## BEGIN

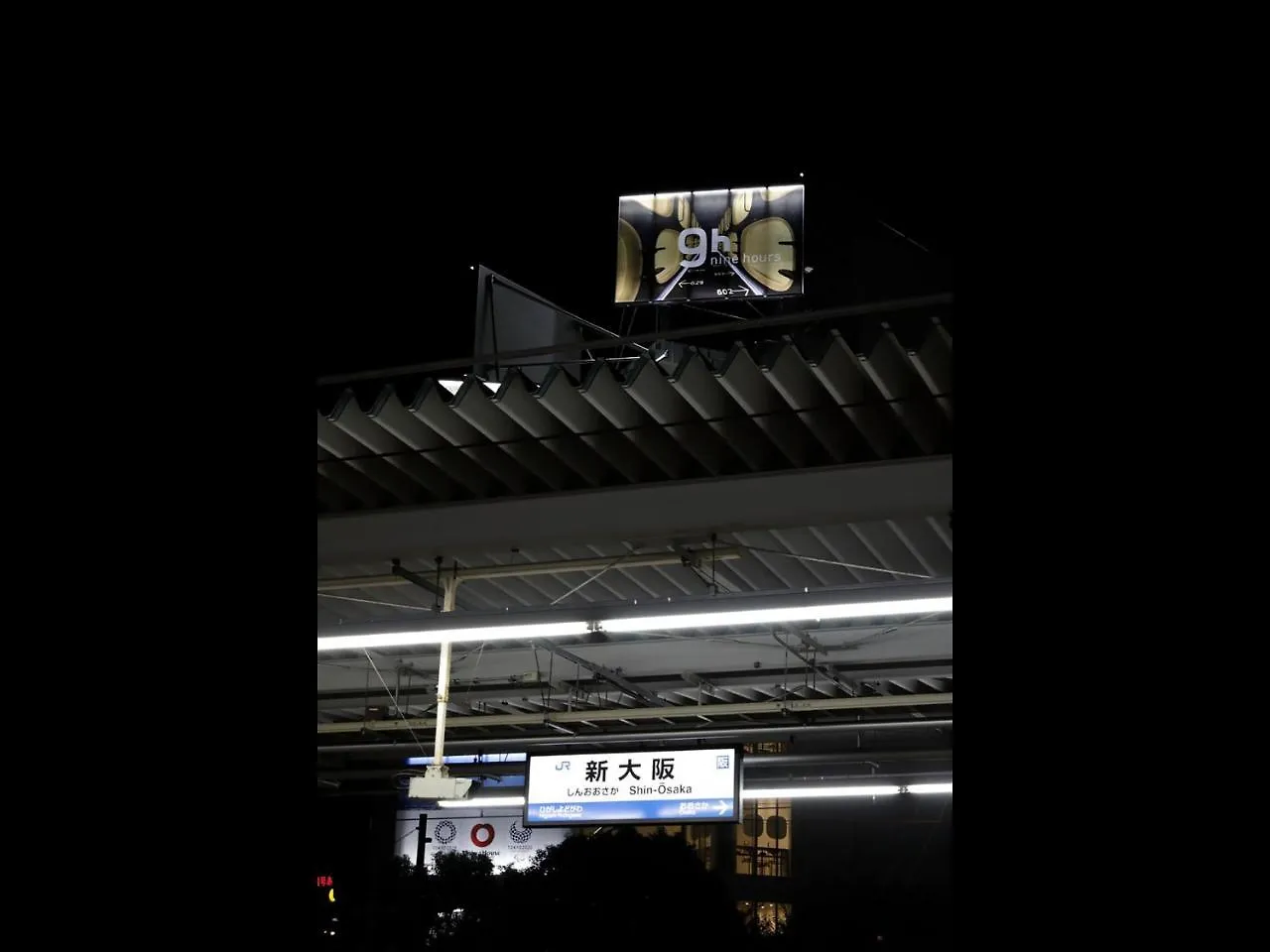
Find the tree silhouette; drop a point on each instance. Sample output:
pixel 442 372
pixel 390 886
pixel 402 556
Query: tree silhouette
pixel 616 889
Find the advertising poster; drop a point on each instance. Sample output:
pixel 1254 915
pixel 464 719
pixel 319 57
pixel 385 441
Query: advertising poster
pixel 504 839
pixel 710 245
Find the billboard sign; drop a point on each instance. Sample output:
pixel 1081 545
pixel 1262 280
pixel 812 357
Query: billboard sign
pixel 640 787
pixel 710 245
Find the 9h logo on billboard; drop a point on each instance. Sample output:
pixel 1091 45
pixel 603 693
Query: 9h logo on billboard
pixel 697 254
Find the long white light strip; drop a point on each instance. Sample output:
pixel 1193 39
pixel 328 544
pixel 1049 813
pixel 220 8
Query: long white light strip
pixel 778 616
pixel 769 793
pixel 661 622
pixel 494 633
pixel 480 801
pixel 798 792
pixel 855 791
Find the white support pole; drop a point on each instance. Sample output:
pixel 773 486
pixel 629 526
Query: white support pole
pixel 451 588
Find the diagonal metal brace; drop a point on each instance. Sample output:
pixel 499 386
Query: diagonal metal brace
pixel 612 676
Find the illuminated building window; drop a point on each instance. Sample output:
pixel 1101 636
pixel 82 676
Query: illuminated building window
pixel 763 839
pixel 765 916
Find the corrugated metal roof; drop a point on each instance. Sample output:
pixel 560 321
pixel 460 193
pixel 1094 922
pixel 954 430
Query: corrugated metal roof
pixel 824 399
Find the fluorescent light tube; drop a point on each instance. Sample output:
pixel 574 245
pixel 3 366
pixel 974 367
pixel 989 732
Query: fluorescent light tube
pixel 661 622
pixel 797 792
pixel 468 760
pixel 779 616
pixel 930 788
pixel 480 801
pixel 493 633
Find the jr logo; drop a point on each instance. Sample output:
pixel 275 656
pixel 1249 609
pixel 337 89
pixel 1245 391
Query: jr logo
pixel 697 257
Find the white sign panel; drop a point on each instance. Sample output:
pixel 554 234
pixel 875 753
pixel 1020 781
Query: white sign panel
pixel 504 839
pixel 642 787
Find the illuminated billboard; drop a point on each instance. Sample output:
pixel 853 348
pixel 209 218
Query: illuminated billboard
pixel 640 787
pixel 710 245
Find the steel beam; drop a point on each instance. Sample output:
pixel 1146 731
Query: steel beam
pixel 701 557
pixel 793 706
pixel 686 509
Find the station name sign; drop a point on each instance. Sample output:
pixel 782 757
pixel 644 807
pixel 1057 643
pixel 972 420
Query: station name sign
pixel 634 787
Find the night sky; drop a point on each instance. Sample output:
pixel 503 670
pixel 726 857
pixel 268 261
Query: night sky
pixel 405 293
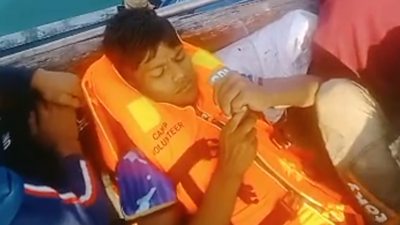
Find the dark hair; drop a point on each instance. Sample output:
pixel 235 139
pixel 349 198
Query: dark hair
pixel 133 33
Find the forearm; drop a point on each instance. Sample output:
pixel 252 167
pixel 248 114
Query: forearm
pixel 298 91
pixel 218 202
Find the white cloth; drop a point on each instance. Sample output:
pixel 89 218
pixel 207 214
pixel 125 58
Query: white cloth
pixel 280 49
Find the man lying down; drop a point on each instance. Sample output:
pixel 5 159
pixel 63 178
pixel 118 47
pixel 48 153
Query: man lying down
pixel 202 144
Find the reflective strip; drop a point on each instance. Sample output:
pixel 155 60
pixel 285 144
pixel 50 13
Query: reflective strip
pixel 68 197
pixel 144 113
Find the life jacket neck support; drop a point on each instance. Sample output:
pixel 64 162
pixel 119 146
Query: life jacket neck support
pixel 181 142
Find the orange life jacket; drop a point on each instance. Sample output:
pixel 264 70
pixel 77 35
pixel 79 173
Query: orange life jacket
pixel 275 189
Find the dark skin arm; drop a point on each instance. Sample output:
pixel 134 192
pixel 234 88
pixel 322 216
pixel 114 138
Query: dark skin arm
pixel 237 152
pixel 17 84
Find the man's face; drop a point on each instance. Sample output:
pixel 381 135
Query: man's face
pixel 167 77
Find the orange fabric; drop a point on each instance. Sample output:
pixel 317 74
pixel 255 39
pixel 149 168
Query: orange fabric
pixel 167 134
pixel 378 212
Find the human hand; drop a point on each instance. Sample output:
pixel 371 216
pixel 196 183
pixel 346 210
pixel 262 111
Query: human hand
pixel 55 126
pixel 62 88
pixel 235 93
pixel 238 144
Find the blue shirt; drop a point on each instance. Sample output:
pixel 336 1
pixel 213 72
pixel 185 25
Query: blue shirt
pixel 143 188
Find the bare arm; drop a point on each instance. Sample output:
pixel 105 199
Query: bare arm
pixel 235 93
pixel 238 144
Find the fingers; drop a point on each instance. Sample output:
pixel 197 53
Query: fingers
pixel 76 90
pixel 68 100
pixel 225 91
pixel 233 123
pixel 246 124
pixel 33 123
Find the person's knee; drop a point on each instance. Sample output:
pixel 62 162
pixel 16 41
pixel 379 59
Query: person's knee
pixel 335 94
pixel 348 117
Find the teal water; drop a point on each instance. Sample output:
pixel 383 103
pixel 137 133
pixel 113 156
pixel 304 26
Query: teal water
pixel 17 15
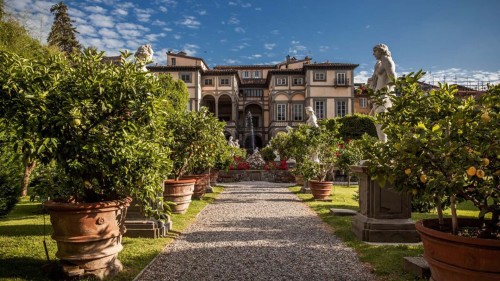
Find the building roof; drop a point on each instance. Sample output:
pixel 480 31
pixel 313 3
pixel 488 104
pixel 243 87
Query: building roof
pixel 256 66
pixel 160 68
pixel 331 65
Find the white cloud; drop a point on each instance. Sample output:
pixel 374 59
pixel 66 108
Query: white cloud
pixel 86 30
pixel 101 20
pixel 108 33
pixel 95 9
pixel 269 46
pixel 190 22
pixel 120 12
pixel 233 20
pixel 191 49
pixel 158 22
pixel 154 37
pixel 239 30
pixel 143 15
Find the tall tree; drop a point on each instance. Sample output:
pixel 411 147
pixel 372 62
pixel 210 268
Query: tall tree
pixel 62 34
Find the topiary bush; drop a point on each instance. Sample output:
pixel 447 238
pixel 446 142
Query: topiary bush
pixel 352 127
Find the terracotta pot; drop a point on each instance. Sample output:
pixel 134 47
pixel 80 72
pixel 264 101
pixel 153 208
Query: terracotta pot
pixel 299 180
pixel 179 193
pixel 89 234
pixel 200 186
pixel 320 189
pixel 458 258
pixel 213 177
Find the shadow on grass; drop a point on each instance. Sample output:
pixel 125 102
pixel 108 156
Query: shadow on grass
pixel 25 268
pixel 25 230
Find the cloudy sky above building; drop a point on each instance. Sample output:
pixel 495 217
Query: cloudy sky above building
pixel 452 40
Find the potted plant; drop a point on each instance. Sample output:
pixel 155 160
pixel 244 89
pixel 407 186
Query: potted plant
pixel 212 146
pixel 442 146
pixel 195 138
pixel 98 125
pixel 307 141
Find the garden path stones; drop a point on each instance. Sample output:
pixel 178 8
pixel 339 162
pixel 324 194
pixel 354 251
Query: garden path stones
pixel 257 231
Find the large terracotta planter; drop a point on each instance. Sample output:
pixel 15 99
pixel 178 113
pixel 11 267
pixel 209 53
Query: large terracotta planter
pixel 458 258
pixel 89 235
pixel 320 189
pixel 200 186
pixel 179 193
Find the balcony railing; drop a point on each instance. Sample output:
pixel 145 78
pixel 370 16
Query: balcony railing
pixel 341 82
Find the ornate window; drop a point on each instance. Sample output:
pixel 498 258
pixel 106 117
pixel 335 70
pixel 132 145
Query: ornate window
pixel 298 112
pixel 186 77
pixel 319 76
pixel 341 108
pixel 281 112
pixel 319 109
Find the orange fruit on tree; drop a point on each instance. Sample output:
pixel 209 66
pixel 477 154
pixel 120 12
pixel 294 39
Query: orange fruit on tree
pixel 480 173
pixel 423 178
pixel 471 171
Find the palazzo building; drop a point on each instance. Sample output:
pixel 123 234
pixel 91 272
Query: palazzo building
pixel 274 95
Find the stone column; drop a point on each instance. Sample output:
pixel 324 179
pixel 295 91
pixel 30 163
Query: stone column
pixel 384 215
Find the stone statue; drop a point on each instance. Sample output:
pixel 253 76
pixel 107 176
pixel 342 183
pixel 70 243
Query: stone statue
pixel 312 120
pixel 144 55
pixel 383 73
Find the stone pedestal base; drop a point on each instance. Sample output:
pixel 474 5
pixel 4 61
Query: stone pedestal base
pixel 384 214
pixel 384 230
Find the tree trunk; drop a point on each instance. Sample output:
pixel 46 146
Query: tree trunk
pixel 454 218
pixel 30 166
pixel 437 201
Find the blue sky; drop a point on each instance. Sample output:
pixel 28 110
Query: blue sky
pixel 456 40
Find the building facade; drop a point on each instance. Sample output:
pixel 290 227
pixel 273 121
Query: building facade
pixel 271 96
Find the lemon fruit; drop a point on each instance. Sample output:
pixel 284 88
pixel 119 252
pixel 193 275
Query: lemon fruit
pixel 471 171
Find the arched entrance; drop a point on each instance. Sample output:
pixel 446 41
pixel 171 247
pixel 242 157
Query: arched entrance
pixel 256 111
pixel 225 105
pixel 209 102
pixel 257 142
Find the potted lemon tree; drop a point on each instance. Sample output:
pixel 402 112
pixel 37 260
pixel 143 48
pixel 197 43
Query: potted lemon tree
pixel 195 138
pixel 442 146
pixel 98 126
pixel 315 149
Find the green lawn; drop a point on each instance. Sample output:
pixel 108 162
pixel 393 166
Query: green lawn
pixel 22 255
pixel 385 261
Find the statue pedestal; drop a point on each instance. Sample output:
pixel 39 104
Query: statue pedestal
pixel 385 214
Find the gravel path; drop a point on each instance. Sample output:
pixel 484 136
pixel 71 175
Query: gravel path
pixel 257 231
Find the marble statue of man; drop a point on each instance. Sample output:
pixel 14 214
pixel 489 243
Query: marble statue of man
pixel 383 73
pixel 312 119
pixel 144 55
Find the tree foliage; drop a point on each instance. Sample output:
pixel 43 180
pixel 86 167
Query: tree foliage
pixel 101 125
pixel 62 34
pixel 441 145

## END

*TASK PROMPT*
Reproduce the lines above, starting at the line with "Find the jr" and ending at the line with "pixel 280 49", both included, leaving out the pictures.

*TASK RESPONSE*
Find the jr logo; drop a point on each instance. Sample output:
pixel 275 656
pixel 1249 609
pixel 337 89
pixel 1245 391
Query: jr logo
pixel 697 257
Find the white sign panel; drop a point on each instance. Sample output:
pixel 554 234
pixel 875 753
pixel 1020 781
Query: white sign panel
pixel 504 839
pixel 642 787
Find the illuminated billboard; drop a point on each instance. Sample output:
pixel 853 348
pixel 209 218
Query: illuminated billboard
pixel 640 787
pixel 710 245
Find the steel beam; drop a point on each instance. Sample output:
pixel 1146 731
Query: steel beam
pixel 701 557
pixel 793 706
pixel 686 509
Find the station name sign; drop a point on each instance. Sample output:
pixel 782 757
pixel 644 807
pixel 1057 643
pixel 972 420
Query: station name sign
pixel 634 787
Find the night sky; drop a point on each instance. Sample output:
pixel 503 670
pixel 726 857
pixel 268 261
Query: night sky
pixel 405 293
Find the dark hair; drop a point on each instance. Sample output:
pixel 235 139
pixel 349 198
Query: dark hair
pixel 133 33
Find the forearm; drop a point on each instance. Sample output:
pixel 252 167
pixel 248 114
Query: forearm
pixel 298 91
pixel 218 202
Find the white cloth; drop a point on each instance. Sample output:
pixel 89 218
pixel 207 214
pixel 125 58
Query: white cloth
pixel 280 49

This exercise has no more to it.